What you should do: Output every line of the material below as a numbered list, omitting any blank lines.

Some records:
----

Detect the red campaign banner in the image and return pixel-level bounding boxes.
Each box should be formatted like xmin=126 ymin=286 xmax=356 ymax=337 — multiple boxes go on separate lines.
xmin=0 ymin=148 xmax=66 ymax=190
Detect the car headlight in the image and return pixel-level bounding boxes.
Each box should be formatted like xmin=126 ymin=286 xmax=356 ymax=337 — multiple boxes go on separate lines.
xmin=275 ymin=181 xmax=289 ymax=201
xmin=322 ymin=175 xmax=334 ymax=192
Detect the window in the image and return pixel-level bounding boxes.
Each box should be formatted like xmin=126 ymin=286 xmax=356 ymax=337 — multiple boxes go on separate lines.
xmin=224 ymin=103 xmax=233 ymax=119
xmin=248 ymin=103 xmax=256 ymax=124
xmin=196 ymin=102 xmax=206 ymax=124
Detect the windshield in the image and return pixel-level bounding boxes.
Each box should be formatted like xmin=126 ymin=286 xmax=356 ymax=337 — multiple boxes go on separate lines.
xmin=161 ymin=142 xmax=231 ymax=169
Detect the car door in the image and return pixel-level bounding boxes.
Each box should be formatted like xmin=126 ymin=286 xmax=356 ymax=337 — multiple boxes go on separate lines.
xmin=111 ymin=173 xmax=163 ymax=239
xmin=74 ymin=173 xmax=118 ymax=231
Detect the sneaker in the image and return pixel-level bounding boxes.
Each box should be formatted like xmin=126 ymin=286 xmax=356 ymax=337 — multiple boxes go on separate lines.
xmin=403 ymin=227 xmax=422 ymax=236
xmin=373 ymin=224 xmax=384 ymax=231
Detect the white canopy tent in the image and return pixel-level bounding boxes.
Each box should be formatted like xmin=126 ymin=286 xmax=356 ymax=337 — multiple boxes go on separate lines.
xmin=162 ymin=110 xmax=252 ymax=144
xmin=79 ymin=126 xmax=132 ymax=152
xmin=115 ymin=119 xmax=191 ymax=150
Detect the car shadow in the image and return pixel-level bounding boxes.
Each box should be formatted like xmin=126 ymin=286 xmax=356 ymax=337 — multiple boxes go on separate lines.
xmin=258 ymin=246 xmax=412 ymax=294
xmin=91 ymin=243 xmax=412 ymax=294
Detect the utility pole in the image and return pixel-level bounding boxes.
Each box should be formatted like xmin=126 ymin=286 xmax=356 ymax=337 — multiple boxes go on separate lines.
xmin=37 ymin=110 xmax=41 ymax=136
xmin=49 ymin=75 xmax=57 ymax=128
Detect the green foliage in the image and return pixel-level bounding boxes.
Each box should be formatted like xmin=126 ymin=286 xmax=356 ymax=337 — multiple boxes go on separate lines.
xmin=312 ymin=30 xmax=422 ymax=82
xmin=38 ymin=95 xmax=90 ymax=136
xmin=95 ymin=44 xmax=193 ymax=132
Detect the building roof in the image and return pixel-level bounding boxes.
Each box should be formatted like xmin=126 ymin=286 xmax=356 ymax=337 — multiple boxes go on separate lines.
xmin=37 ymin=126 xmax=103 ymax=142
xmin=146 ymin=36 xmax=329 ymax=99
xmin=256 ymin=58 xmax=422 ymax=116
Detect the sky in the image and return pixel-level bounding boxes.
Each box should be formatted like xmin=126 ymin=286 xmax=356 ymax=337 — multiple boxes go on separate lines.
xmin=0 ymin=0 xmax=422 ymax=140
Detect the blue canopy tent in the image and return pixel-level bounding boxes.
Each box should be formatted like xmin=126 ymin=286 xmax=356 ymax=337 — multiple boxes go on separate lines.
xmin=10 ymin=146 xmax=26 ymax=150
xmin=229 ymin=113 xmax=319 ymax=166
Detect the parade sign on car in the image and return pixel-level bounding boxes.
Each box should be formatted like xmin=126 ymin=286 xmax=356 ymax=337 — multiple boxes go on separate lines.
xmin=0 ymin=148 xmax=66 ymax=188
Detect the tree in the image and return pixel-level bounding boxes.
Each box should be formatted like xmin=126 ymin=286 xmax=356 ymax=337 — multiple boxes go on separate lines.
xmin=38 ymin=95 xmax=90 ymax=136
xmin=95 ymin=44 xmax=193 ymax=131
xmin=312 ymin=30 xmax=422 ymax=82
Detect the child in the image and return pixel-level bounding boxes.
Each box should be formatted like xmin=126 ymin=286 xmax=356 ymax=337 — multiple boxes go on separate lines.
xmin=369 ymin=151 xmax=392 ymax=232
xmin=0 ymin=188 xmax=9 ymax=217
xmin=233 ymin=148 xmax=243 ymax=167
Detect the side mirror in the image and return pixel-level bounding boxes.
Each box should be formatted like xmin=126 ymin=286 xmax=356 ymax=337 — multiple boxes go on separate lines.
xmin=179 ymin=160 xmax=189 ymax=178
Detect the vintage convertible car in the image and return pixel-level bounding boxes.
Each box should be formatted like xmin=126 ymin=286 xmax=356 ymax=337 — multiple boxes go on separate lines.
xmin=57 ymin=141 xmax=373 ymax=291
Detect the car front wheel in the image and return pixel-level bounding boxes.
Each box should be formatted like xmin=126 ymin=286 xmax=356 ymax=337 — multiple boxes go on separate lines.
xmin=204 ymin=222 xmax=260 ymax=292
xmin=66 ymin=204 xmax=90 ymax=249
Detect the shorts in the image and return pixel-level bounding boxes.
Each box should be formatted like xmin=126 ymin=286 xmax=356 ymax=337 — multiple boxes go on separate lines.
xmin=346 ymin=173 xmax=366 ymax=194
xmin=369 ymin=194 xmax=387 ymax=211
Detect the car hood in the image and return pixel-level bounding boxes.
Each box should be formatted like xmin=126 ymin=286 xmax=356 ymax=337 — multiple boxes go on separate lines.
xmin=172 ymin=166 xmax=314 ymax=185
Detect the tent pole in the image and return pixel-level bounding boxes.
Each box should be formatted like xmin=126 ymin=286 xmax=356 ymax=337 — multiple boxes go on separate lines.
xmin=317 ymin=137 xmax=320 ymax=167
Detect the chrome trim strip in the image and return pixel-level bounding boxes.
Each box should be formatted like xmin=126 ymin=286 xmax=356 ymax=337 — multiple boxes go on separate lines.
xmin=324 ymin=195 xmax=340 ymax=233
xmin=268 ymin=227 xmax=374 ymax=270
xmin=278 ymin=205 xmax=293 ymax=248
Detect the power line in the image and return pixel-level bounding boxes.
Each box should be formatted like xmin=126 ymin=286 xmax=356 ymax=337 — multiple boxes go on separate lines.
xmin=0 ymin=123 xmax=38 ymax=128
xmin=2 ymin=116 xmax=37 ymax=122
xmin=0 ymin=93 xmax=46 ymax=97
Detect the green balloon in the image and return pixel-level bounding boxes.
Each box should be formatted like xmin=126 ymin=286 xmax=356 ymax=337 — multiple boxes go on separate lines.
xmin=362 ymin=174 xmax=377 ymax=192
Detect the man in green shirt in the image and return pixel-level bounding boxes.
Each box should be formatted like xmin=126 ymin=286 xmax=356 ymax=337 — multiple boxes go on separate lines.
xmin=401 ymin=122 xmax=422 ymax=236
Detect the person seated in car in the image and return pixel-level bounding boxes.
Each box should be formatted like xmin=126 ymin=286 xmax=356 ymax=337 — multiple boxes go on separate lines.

----

Complete response:
1. Detect the red campaign banner in the image and return pixel-level bounding boxes.
2. Each box should be formatted like xmin=126 ymin=286 xmax=356 ymax=337 — multiple boxes go on separate lines.
3. xmin=0 ymin=148 xmax=66 ymax=190
4. Detect the car headlight in the image and return pixel-level bounding boxes.
5. Each box should be formatted like xmin=126 ymin=286 xmax=356 ymax=337 — multiple boxes go on separate lines.
6. xmin=275 ymin=181 xmax=289 ymax=201
7. xmin=322 ymin=175 xmax=334 ymax=192
8. Detect the window in the image and return pixel-level bounding boxes.
9. Each box should be formatted like xmin=126 ymin=286 xmax=356 ymax=337 — multiple boxes go on separate lines.
10. xmin=224 ymin=103 xmax=233 ymax=119
11. xmin=248 ymin=103 xmax=256 ymax=124
12. xmin=196 ymin=102 xmax=206 ymax=124
13. Detect the windshield in the image and return pixel-level bounding boxes.
14. Each box should be formatted like xmin=126 ymin=286 xmax=356 ymax=337 — multiple boxes go on separate lines.
15. xmin=161 ymin=142 xmax=231 ymax=169
16. Detect the car door in the image and return pixel-level bounding boxes.
17. Each box should be formatted like xmin=126 ymin=286 xmax=356 ymax=337 — multiple boxes go on separate lines.
18. xmin=111 ymin=173 xmax=163 ymax=239
19. xmin=74 ymin=173 xmax=118 ymax=231
20. Detect the sneaker in the image and return pixel-level bounding boxes.
21. Each box should be formatted like xmin=126 ymin=286 xmax=356 ymax=337 — multiple boxes go on separate lines.
22. xmin=403 ymin=227 xmax=422 ymax=236
23. xmin=373 ymin=224 xmax=384 ymax=231
24. Detect the white canopy tent in the image and return pixel-level bounding boxes.
25. Each box should be formatted like xmin=126 ymin=286 xmax=356 ymax=337 — multiple boxes go on separate lines.
26. xmin=162 ymin=110 xmax=252 ymax=144
27. xmin=79 ymin=126 xmax=132 ymax=152
28. xmin=115 ymin=119 xmax=191 ymax=150
29. Detect the car shadow in the image and return pixel-level bounding boxes.
30. Each box should be formatted like xmin=126 ymin=286 xmax=356 ymax=337 — multiple boxes go on separate lines.
31. xmin=258 ymin=246 xmax=412 ymax=294
32. xmin=91 ymin=243 xmax=412 ymax=294
33. Detect the utility pole in the image and return pixel-level bounding boxes.
34. Each box should be formatted like xmin=126 ymin=286 xmax=356 ymax=337 — multiple boxes go on separate lines.
35. xmin=37 ymin=110 xmax=41 ymax=136
36. xmin=49 ymin=75 xmax=57 ymax=128
37. Detect the green foliage in the image and return pixel-level bounding boxes.
38. Each box should be formatted like xmin=126 ymin=286 xmax=356 ymax=337 — multiple boxes go on separate lines.
39. xmin=312 ymin=30 xmax=422 ymax=82
40. xmin=38 ymin=95 xmax=90 ymax=136
41. xmin=95 ymin=44 xmax=193 ymax=132
42. Detect the building roof in the image and return pixel-level bounding boxes.
43. Each box should be formatted like xmin=126 ymin=286 xmax=356 ymax=337 — multiple boxes go on separate lines.
44. xmin=37 ymin=126 xmax=103 ymax=142
45. xmin=146 ymin=36 xmax=329 ymax=99
46. xmin=256 ymin=58 xmax=422 ymax=116
47. Detect the sky in the image and return pixel-level bounding boxes.
48. Each box should be formatted like xmin=126 ymin=286 xmax=356 ymax=337 — multiple boxes go on separate lines.
49. xmin=0 ymin=0 xmax=422 ymax=140
50. Detect the blue canopy tent in the image and return pixel-level bounding boxes.
51. Each box should be formatted like xmin=126 ymin=286 xmax=356 ymax=337 — multiple boxes go on separate lines.
52. xmin=10 ymin=146 xmax=26 ymax=150
53. xmin=229 ymin=113 xmax=319 ymax=166
54. Detect the parade sign on car in the image and return pixel-level bounding boxes.
55. Each box should be formatted like xmin=126 ymin=286 xmax=356 ymax=337 — multiple boxes go on separate lines.
56. xmin=0 ymin=148 xmax=66 ymax=188
57. Detect the tree in the image and return pixel-level bounding boxes.
58. Each box should be formatted like xmin=126 ymin=286 xmax=356 ymax=337 — multiple boxes go on separate lines.
59. xmin=38 ymin=95 xmax=90 ymax=136
60. xmin=95 ymin=44 xmax=193 ymax=131
61. xmin=312 ymin=30 xmax=422 ymax=82
62. Detect the child in the image and return pixel-level bounding boxes.
63. Each box should be formatted like xmin=126 ymin=286 xmax=356 ymax=337 — multiple boxes go on separate lines.
64. xmin=369 ymin=151 xmax=392 ymax=232
65. xmin=0 ymin=188 xmax=9 ymax=217
66. xmin=233 ymin=148 xmax=243 ymax=167
67. Detect the side mirror in the image and return pixel-level bounding boxes.
68. Each box should be formatted like xmin=126 ymin=286 xmax=356 ymax=337 — multiple boxes go on separate lines.
69. xmin=179 ymin=160 xmax=189 ymax=178
70. Detect the vintage convertible car in the image and return pixel-level bounding boxes.
71. Each box should be formatted like xmin=126 ymin=286 xmax=356 ymax=337 — multiple boxes go on separate lines.
72. xmin=57 ymin=141 xmax=373 ymax=291
73. Detect the car front wheel in the image and return pixel-level bounding boxes.
74. Each box should be formatted like xmin=126 ymin=286 xmax=356 ymax=337 — multiple boxes go on separate lines.
75. xmin=204 ymin=222 xmax=260 ymax=292
76. xmin=66 ymin=204 xmax=90 ymax=249
77. Detect the shorts in the image and return pixel-level bounding boxes.
78. Each box should be formatted like xmin=126 ymin=286 xmax=356 ymax=337 — multiple boxes go on separate lines.
79. xmin=346 ymin=173 xmax=366 ymax=194
80. xmin=369 ymin=194 xmax=387 ymax=211
81. Detect the car hood in the image and return pixel-level bounding boxes.
82. Each box should be formatted like xmin=126 ymin=286 xmax=356 ymax=337 — multiple boxes go on separate lines.
83. xmin=172 ymin=166 xmax=314 ymax=185
84. Detect the tent pole in the image and return pixel-level bounding boxes.
85. Each box should be formatted like xmin=126 ymin=286 xmax=356 ymax=337 — multiple boxes go on separate lines.
86. xmin=317 ymin=137 xmax=320 ymax=167
87. Detect the chrome trim strip in the image and return pixel-level bounding boxes.
88. Each box should be formatted like xmin=126 ymin=286 xmax=356 ymax=337 — multiple boxes go on separate lines.
89. xmin=324 ymin=195 xmax=340 ymax=233
90. xmin=268 ymin=227 xmax=374 ymax=270
91. xmin=278 ymin=205 xmax=293 ymax=248
92. Detect the power line in the image and return pixel-level bounding boxes.
93. Each box should be formatted like xmin=126 ymin=286 xmax=356 ymax=337 — multiple boxes go on separate lines.
94. xmin=0 ymin=123 xmax=38 ymax=128
95. xmin=2 ymin=116 xmax=37 ymax=122
96. xmin=0 ymin=93 xmax=46 ymax=97
97. Detect the green balloon in the image and return pixel-level bounding boxes.
98. Each box should be formatted like xmin=126 ymin=286 xmax=356 ymax=337 — multiple boxes go on separate lines.
99. xmin=362 ymin=174 xmax=377 ymax=192
100. Detect the man in green shirt in the image and return pixel-level bounding boxes.
101. Each box should be formatted like xmin=126 ymin=286 xmax=356 ymax=337 — multiple boxes go on separate lines.
102. xmin=401 ymin=122 xmax=422 ymax=236
103. Detect the person seated in car in the image and return pixel-level bounding boxes.
104. Each box should be formatted like xmin=126 ymin=286 xmax=356 ymax=337 — multiple boxes go on separate lines.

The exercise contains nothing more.